Are you able to quote each entry exactly as written?
**********
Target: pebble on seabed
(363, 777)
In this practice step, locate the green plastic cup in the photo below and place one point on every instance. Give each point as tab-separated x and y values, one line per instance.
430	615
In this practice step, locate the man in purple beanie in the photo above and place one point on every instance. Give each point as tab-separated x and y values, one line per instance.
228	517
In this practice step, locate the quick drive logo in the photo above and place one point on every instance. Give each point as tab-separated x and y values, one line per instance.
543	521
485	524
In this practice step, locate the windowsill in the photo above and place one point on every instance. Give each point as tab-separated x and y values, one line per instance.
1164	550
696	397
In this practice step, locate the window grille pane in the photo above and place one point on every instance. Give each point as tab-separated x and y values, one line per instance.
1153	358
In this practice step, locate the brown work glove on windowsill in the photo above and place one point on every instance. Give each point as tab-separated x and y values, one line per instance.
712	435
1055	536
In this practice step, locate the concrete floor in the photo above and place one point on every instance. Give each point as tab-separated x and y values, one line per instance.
**********
**WRITTEN ANSWER**
Target: pebble on seabed
(363, 777)
In this practice step, locate the green plastic cup in the photo below and place one point on every instance. Give each point as tab-separated x and y values, one line per instance.
430	615
In this practice step, locate the man in purple beanie in the photo above and place one point on every instance. Give each point as tab-separated x and y values, one line per instance.
228	517
In this practice step, locate the quick drive logo in the photo above and place one point on every instance. Give each point as tab-separated x and y values, one line per instance.
543	521
485	524
In this practice step, locate the windowsill in the photo above and place one point on every instance. Give each point as tab-separated x and y values, one line per instance.
1164	550
696	397
In this practice step, locate the window grille pane in the photo above and place one point on every instance. Give each point as tab-separated x and y values, one line per instance.
1153	358
In this practice step, locate the brown work glove on windowsill in the photo above and place one point on every instance. Give each point as tab-separated x and y values, one line per instance.
712	435
1055	536
In this practice step, locate the concrete floor in the photo above and place one point on every instance. Give each point as tab-separated x and y values, one line per instance.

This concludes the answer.